(Beginning of RECORDS SUPPLIED)
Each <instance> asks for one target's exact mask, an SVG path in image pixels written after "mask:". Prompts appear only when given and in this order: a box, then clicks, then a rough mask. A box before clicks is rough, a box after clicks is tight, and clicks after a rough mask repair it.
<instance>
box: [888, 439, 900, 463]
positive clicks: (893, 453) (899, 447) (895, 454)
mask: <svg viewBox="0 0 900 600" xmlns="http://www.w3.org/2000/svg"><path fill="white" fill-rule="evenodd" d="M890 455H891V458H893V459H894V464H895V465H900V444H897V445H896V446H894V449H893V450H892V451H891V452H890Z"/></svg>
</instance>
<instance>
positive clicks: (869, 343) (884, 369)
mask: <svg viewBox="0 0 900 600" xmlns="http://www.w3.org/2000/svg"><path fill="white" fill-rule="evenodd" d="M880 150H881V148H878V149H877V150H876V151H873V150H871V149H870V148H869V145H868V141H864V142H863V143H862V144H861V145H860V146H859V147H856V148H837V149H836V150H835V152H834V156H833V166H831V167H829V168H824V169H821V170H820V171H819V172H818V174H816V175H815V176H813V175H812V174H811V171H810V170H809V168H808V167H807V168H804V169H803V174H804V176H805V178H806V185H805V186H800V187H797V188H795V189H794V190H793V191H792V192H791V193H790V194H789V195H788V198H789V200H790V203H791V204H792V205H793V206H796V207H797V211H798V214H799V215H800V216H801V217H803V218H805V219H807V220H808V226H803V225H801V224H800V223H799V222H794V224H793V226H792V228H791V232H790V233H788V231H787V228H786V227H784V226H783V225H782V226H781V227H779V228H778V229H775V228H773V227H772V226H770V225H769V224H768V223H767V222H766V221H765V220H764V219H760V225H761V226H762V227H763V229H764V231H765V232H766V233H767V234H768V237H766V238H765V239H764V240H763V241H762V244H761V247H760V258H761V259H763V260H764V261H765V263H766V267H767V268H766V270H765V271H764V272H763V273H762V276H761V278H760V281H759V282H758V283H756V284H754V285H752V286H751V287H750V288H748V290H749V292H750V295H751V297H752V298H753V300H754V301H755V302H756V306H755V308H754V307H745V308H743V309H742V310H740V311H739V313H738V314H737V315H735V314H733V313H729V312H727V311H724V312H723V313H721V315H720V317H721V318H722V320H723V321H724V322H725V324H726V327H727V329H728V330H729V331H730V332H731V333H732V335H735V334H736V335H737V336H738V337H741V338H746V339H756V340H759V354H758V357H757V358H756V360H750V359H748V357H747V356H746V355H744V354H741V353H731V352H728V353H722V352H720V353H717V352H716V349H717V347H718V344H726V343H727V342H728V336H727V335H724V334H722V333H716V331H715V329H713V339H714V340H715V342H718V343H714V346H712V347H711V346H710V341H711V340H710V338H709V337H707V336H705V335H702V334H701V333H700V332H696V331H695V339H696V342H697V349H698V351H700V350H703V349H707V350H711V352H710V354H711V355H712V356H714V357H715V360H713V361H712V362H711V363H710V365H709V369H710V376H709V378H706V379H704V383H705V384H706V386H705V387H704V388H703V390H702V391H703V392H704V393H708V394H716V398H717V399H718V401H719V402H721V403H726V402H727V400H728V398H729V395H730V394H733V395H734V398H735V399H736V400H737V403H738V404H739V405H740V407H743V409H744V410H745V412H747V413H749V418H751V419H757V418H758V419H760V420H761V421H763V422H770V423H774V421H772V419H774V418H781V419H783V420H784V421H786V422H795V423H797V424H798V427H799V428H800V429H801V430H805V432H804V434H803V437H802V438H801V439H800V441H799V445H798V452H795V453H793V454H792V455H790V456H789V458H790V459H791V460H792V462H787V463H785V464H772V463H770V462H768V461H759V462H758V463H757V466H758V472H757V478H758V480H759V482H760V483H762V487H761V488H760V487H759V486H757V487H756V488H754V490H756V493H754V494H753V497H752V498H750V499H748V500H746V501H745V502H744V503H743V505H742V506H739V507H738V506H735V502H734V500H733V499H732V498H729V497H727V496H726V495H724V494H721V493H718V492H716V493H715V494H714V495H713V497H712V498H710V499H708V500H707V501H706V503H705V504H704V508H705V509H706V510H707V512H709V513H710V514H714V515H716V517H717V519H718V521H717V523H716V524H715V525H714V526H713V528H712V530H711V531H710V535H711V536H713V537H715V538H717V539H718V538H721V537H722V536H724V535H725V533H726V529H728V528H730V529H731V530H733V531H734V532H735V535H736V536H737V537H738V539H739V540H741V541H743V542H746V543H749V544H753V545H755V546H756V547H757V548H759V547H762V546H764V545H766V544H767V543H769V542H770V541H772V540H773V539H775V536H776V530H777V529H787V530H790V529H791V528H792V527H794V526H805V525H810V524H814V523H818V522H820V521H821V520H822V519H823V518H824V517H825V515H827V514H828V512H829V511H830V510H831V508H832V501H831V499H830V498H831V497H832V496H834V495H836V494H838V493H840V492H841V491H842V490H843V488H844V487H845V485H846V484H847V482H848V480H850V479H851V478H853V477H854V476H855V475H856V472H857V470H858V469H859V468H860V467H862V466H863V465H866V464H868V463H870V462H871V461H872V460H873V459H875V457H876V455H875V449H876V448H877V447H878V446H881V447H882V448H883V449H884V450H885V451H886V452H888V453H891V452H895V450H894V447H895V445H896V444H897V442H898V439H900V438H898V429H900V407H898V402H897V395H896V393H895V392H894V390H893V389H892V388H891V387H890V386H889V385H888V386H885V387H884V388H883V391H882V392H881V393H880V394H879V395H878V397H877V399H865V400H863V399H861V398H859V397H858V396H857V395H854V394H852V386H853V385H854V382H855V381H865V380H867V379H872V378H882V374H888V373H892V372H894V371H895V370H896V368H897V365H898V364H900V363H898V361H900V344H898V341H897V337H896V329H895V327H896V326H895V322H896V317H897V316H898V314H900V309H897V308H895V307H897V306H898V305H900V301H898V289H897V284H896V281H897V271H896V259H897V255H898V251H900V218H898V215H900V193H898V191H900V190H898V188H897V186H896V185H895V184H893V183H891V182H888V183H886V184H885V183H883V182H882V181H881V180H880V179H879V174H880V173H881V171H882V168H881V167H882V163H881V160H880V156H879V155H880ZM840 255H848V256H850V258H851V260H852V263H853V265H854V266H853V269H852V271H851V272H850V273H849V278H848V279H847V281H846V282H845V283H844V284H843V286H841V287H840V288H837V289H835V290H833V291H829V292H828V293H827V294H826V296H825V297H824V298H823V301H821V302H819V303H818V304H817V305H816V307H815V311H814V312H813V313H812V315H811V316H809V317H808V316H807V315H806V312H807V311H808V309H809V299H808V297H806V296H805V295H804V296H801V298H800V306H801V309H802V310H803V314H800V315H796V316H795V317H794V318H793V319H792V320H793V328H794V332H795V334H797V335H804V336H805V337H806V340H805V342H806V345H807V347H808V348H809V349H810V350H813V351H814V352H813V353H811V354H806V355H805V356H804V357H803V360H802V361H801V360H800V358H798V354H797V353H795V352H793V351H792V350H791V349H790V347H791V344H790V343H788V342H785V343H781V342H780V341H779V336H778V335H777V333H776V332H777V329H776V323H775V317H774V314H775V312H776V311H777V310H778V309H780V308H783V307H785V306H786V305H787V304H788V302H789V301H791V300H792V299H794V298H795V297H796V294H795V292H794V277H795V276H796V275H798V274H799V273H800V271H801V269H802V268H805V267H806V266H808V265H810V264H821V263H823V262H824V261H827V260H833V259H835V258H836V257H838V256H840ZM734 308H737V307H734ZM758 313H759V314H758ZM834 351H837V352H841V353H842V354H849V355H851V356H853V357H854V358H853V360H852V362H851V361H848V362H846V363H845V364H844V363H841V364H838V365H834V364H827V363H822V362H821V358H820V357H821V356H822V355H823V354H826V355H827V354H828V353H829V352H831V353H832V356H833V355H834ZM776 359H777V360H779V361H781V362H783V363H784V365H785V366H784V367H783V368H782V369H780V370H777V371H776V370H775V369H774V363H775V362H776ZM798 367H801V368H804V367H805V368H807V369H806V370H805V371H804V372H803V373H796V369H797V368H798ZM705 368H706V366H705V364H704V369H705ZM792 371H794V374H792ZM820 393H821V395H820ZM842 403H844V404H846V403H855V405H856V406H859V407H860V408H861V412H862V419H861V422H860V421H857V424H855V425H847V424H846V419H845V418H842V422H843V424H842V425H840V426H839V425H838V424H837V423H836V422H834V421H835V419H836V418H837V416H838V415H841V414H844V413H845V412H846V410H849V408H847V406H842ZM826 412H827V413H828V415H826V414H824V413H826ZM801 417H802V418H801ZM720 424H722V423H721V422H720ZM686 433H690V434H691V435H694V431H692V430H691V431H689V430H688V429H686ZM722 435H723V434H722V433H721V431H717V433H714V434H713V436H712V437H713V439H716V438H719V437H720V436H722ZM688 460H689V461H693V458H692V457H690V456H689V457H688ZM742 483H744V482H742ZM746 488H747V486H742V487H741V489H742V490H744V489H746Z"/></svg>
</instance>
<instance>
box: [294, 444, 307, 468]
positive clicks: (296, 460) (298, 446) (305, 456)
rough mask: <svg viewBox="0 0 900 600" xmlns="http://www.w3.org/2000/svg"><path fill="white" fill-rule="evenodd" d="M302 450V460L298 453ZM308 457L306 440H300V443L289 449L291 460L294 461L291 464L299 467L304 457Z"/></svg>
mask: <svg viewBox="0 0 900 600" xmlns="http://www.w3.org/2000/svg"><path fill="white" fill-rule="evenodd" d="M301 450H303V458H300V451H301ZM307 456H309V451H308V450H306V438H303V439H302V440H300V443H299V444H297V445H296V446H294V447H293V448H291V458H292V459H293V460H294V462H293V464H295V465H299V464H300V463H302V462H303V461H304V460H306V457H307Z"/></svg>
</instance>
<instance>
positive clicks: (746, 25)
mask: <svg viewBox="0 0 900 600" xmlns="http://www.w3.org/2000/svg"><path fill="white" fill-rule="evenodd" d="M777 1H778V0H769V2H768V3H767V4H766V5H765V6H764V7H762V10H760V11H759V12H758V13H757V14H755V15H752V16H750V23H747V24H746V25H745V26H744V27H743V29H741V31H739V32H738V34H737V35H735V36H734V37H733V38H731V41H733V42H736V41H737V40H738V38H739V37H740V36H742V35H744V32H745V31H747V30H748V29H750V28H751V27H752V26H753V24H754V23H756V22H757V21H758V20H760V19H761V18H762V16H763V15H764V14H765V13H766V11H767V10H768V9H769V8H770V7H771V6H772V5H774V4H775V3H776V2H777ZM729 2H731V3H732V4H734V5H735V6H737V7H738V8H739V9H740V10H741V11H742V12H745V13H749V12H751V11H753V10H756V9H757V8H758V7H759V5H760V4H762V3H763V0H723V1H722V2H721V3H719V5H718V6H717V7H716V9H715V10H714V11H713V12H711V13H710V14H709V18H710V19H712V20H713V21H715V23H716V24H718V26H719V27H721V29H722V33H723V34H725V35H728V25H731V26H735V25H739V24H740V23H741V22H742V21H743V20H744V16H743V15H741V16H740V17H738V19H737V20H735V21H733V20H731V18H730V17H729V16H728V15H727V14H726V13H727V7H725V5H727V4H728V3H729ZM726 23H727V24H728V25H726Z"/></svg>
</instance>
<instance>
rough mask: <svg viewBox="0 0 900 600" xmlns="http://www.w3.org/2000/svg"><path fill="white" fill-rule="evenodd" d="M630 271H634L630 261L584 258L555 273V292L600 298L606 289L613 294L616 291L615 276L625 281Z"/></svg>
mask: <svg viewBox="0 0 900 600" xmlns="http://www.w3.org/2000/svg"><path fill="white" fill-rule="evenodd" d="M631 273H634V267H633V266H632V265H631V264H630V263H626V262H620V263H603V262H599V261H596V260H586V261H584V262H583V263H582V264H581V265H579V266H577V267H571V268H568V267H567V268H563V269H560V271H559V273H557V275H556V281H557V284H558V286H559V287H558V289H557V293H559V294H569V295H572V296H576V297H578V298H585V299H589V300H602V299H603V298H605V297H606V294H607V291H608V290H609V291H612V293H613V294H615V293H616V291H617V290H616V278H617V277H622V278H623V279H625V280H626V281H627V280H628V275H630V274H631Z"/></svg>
(End of RECORDS SUPPLIED)
▸ ACTIVITY: Each line of the data that has the string "positive" should be returned.

▸ SOLUTION TO THIS EXERCISE:
positive clicks: (893, 453) (899, 447) (895, 454)
positive clicks: (869, 343) (884, 369)
positive clicks: (296, 460) (298, 446) (305, 456)
positive clicks: (746, 25)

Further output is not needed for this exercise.